STATED GOAL: Rewrite the listing below with every "dot" switched to "marker", keeping everything else the same.

GIVEN ENTRIES:
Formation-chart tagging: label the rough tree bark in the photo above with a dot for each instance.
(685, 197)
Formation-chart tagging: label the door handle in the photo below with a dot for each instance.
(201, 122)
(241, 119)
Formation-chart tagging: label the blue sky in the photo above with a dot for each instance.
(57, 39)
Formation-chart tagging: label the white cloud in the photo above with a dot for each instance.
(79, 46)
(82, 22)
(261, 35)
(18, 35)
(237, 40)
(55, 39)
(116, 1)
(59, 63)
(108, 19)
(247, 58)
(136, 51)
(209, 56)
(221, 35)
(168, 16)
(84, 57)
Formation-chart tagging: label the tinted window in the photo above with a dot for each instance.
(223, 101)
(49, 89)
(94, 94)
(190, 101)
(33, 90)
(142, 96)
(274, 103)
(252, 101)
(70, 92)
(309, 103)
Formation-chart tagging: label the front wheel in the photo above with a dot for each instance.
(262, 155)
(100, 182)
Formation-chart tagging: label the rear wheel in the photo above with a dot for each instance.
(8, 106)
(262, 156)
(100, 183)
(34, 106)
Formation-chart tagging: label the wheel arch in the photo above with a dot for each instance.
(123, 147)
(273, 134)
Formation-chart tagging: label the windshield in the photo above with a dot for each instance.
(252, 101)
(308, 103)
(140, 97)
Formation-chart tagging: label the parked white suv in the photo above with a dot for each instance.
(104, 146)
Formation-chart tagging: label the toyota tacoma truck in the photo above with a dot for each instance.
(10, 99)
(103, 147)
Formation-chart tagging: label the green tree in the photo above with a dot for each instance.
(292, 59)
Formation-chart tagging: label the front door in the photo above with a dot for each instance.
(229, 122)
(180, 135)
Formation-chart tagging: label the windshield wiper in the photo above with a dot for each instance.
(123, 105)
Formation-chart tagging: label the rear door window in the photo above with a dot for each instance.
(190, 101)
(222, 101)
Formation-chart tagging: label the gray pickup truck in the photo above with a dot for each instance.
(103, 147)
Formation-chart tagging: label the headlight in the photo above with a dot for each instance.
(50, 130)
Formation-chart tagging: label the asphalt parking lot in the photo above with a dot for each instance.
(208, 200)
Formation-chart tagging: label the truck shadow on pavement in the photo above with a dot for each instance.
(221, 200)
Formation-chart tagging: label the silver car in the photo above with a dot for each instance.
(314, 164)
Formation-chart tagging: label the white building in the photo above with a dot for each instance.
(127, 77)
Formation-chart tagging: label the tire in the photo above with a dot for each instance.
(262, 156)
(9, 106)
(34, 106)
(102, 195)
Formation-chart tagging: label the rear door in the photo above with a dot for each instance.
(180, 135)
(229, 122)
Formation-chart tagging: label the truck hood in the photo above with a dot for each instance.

SOLUTION:
Formation-chart tagging: label the rough tree bark in the photo above with a marker for each instance.
(685, 197)
Formation-chart tagging: label the door handle in the photo below with a marker for each instance.
(201, 122)
(241, 119)
Formation-chart tagging: label the blue sky in the photo above with a marker for each instance.
(57, 39)
Formation-chart tagging: label the white cloud in the photo above with a marker for each instance.
(79, 46)
(82, 22)
(261, 35)
(18, 35)
(237, 40)
(55, 39)
(116, 1)
(59, 63)
(108, 19)
(247, 58)
(136, 51)
(209, 56)
(221, 35)
(168, 16)
(84, 57)
Formation-chart tagging: label the tinted window in the photo above with a marker for each instance.
(223, 101)
(49, 89)
(94, 94)
(190, 101)
(33, 90)
(142, 96)
(274, 103)
(252, 101)
(70, 92)
(309, 103)
Formation-chart tagging: label the front wheel in the photo above with a marker for each instance.
(262, 155)
(100, 182)
Formation-chart tagging: label the rear wheel in the photo above with a marker for each instance.
(8, 106)
(262, 156)
(100, 183)
(34, 106)
Formation-chart tagging: label the wheel arch in the photo above with a marker for each instance.
(123, 147)
(273, 134)
Formation-chart tagging: label the windshield in the photo above with a marker for each instance.
(252, 101)
(308, 103)
(140, 97)
Formation-chart tagging: label the parked white suv in the photo above with a marker for each instance.
(104, 146)
Formation-chart tagging: label the toyota tacoma truck in the photo above with a marker for each instance.
(10, 99)
(103, 147)
Formation-chart tagging: label the green tree in the photo above with a marker for each instance.
(292, 59)
Formation-chart tagging: label the front door in the photo above with a marker for each instance.
(229, 122)
(180, 135)
Formation-chart tagging: label the windshield wiper in the photo above with a marker for each instance.
(123, 105)
Formation-chart tagging: label the rear door window in the photo above with a marker for each instance.
(190, 101)
(222, 101)
Formation-chart tagging: label the gray pickup truck in the photo above with a marker for each instance.
(103, 147)
Formation-chart tagging: label the headlight in the photo above with a marker for each instance.
(50, 130)
Formation-chart tagging: label the asphalt parking lot in the photo above with a marker for each instance.
(208, 200)
Formation-chart tagging: label the truck shadow on pavement in the photo above with a marker for each instance.
(221, 200)
Formation-chart tagging: label the silver car in the photo above with a marker for each instance.
(314, 164)
Formation-chart tagging: label the white building in the photo above with a marker for each instance.
(127, 77)
Formation-chart tagging: label the tire in the photo above with a marker for each instance.
(262, 156)
(9, 106)
(34, 106)
(102, 195)
Formation-chart tagging: label the rear door in the photo above with a marker for each instance.
(180, 135)
(229, 122)
Formation-chart tagging: label the truck hood in the photo above with a marker for each instance.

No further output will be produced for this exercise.